## Begin PROVIDED ENTRIES

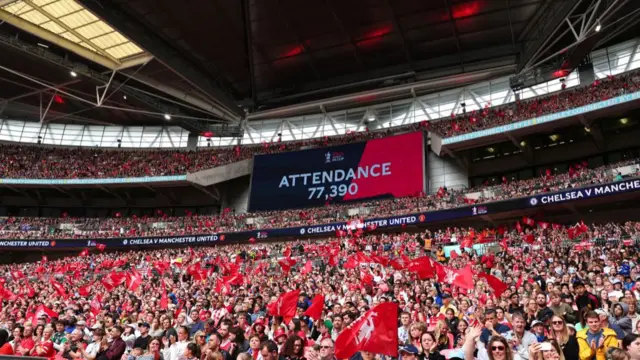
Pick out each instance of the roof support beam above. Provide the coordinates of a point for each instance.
(453, 25)
(396, 26)
(215, 197)
(248, 33)
(164, 53)
(354, 46)
(57, 40)
(542, 27)
(306, 51)
(71, 31)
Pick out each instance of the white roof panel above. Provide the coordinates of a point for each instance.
(69, 19)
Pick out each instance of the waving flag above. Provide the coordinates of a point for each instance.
(308, 267)
(85, 290)
(460, 278)
(315, 310)
(422, 266)
(58, 288)
(164, 300)
(96, 304)
(41, 311)
(286, 264)
(133, 279)
(375, 331)
(496, 284)
(286, 305)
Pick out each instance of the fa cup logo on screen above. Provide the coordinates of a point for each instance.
(330, 157)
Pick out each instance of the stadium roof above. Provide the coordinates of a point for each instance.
(67, 23)
(209, 62)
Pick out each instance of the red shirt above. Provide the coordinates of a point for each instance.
(27, 343)
(44, 348)
(6, 349)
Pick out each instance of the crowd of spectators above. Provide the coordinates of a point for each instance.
(49, 162)
(41, 162)
(489, 117)
(229, 221)
(530, 298)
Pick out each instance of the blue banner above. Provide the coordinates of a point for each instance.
(390, 222)
(543, 119)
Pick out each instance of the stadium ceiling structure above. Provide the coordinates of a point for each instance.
(209, 65)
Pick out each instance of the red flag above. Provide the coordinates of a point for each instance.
(351, 263)
(17, 275)
(498, 286)
(85, 290)
(529, 239)
(31, 292)
(96, 304)
(286, 264)
(59, 288)
(460, 278)
(41, 311)
(422, 266)
(133, 280)
(375, 331)
(333, 260)
(528, 221)
(308, 267)
(286, 305)
(366, 278)
(467, 242)
(164, 300)
(315, 310)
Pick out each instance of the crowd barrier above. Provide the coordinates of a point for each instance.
(392, 222)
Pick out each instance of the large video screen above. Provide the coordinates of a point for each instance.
(387, 167)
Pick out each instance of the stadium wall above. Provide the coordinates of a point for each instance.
(234, 194)
(555, 154)
(445, 171)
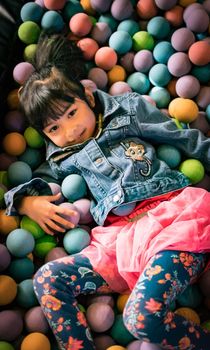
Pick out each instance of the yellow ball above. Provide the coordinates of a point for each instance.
(8, 289)
(189, 314)
(35, 341)
(121, 301)
(117, 73)
(183, 109)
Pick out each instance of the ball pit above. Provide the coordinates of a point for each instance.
(157, 48)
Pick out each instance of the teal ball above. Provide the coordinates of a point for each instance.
(74, 187)
(170, 155)
(19, 172)
(75, 240)
(20, 242)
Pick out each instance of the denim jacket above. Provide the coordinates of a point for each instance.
(120, 165)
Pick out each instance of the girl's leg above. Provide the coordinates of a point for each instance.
(57, 284)
(147, 313)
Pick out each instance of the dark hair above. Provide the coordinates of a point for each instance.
(59, 67)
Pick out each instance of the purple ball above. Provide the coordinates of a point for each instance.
(5, 257)
(179, 64)
(143, 61)
(11, 325)
(121, 9)
(187, 86)
(182, 39)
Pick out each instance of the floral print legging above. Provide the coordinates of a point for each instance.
(147, 312)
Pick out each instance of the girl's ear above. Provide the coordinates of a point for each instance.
(90, 97)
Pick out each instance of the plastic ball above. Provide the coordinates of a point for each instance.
(193, 169)
(8, 290)
(75, 240)
(182, 39)
(35, 320)
(120, 41)
(11, 325)
(143, 40)
(80, 24)
(52, 22)
(29, 32)
(139, 82)
(44, 245)
(187, 86)
(158, 27)
(35, 341)
(8, 223)
(106, 58)
(100, 317)
(31, 12)
(143, 61)
(179, 64)
(74, 187)
(20, 242)
(33, 137)
(19, 172)
(14, 143)
(21, 269)
(183, 109)
(170, 155)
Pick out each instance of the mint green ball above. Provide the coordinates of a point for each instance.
(143, 40)
(193, 169)
(29, 32)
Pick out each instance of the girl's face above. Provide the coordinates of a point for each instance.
(76, 125)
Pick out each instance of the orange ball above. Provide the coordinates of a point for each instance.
(146, 9)
(8, 289)
(35, 341)
(13, 99)
(175, 16)
(106, 58)
(199, 53)
(14, 143)
(8, 223)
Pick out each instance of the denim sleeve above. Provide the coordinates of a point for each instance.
(158, 128)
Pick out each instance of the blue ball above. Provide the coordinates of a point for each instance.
(120, 41)
(170, 155)
(75, 240)
(139, 82)
(159, 75)
(52, 22)
(31, 12)
(74, 187)
(162, 51)
(19, 172)
(20, 242)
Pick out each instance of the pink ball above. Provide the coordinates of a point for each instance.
(106, 58)
(179, 64)
(88, 47)
(187, 86)
(100, 317)
(22, 71)
(118, 88)
(80, 24)
(83, 207)
(182, 39)
(98, 76)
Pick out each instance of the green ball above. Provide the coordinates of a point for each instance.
(193, 169)
(143, 40)
(31, 226)
(33, 138)
(44, 245)
(29, 32)
(4, 345)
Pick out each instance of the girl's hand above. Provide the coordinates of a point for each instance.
(47, 214)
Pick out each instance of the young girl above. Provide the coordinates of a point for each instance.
(157, 248)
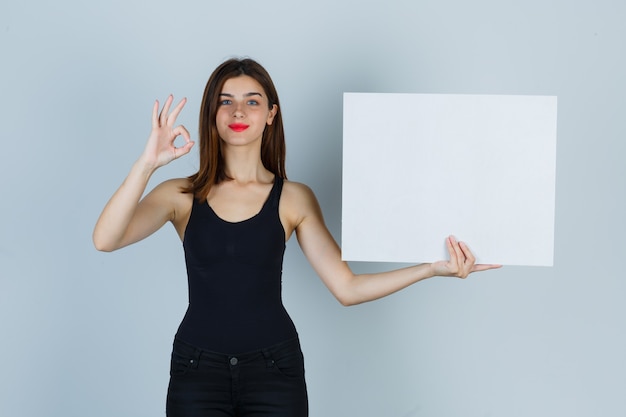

## End PROVIDED ENTRIES

[WHAT IS BEING ASKED] Rescale the records from the line containing "Pick out each instance of the denim sleeve" through the end of the records, both ends included. Reproduce each line, requests unchanged, but multiply every point coordinate in the answers by 1.45 and round to whole numbers (halves up), leaving the pictures out of your answer.

[RESULT]
Pick out each instance of the denim sleeve above. Provide the coordinates of a point for each instance.
(229, 186)
Pick out each instance of the blue ball above. Provide the coordinates of a point for each instance.
(174, 59)
(247, 225)
(109, 348)
(202, 119)
(231, 109)
(75, 32)
(45, 17)
(107, 271)
(235, 74)
(28, 249)
(29, 351)
Pick out each instance of the pink ball above. Provide the coordinates of a point for each instance.
(154, 84)
(260, 93)
(128, 68)
(271, 125)
(145, 460)
(32, 103)
(171, 128)
(116, 35)
(120, 300)
(264, 57)
(142, 110)
Pick out each instance of the green ball above. Provide the coordinates of a point for each instance.
(280, 245)
(207, 58)
(45, 328)
(48, 200)
(64, 355)
(42, 46)
(6, 500)
Pick out each instance of the girl's hand above. Provide the coordinates of a point for each instance.
(68, 310)
Pick out each instance of the young girl above. Provide the coordinates of a point for each instance.
(228, 360)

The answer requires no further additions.